== WORK TO BE COMPLETED ==
Reproduce all the entries exactly and keep the pictures out.
BEGIN PROVIDED RECORDS
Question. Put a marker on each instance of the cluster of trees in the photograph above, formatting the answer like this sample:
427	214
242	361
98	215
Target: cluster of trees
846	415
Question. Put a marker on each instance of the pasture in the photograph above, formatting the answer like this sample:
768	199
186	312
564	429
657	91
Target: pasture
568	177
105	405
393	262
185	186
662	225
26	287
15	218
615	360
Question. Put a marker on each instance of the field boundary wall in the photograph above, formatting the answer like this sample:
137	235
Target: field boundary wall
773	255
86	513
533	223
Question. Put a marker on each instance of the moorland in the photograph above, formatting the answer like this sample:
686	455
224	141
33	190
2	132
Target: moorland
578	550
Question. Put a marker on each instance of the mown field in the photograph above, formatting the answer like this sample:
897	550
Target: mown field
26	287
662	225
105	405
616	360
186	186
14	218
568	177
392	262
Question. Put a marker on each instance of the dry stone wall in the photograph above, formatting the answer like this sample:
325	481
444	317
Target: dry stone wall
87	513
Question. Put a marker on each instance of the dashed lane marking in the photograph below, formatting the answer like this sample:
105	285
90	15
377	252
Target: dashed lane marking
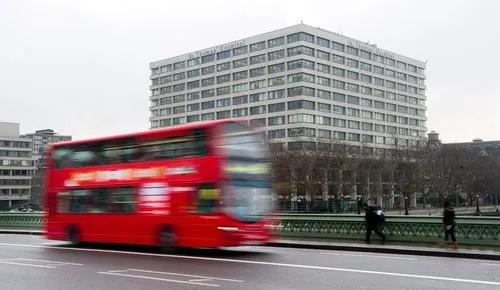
262	263
370	256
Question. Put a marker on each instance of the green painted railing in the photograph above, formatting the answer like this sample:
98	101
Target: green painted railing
409	229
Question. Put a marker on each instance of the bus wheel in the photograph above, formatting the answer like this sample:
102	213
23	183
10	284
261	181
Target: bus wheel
168	240
74	236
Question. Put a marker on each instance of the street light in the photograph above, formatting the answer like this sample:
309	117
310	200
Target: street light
406	205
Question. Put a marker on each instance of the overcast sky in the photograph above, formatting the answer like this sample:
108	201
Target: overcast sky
82	67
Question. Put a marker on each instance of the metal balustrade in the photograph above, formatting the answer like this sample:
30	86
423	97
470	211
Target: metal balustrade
471	230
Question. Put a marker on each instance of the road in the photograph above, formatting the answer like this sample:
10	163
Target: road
30	262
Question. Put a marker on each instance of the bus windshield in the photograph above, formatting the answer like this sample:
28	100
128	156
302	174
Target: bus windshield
END PROVIDED RECORDS
== ANSWER TO THIS EXERCISE ==
Question. Put a marker on each instance of the cluster of trees in the photograph above, formatting the answer like this sample:
427	214
242	361
98	215
Target: cluster of trees
846	415
Question. Put a marker on each instance of the pasture in the photograph above, formatting the answer like this sample:
768	199
186	312
564	429
657	91
Target: pasture
568	177
105	405
393	262
185	186
662	225
26	287
15	218
615	360
Question. Put a marker on each instance of the field boundary wall in the photograph above, formatting the answer like this sample:
137	235
Target: field boundary wall
773	255
86	513
533	223
Question. Put a marker on each instance of the moorland in the photograph above, formatting the answer like this sample:
686	455
224	141
33	190
2	132
Target: moorland
578	550
Question. Put a marker on each instance of the mown field in the photograph above, formatting the answer like this sample:
897	550
Target: mown field
26	287
662	225
105	405
616	360
186	186
14	218
568	177
392	262
Question. Put a marker on each instance of the dry stone wall in the photograph above, formatting the answer like this sample:
325	481
444	317
Target: dry stone wall
87	513
Question. Put a marker on each instance of the dashed lane marking in the photograph below, formatting the answer like this sample:
105	285
90	15
377	252
Target: dashed lane marking
262	263
370	256
Question. Put a marker on each instance of the green painted railing in the photograph above, formatting the answer like this sample:
98	101
Target: green painted railing
409	229
Question. Put a marker on each instance of the bus wheel in the photograph above, formatting the answer like this sample:
102	213
23	183
10	284
261	181
Target: bus wheel
168	240
74	236
Question. Put a marker on each instance of the street light in the photograph above, formatting the answer like this sample:
309	117
310	200
Target: street light
406	205
Question. Put a marker on each instance of the overcast sky in the photograph above, formatting the answer like this sample:
108	201
Target: overcast sky
82	67
Question. Put a marker on each instance of the metal balustrade in the photograph above, formatting the answer like this sample:
30	86
423	97
470	211
Target: metal balustrade
471	230
Question. Put a marker on each instance of the road in the photograph above, formatting the answer like this sample:
10	163
Target: road
30	262
Question. Put a marker on each instance of the bus windshield in the photograph above, formatting the answer like this sample:
28	100
128	156
302	174
Target: bus windshield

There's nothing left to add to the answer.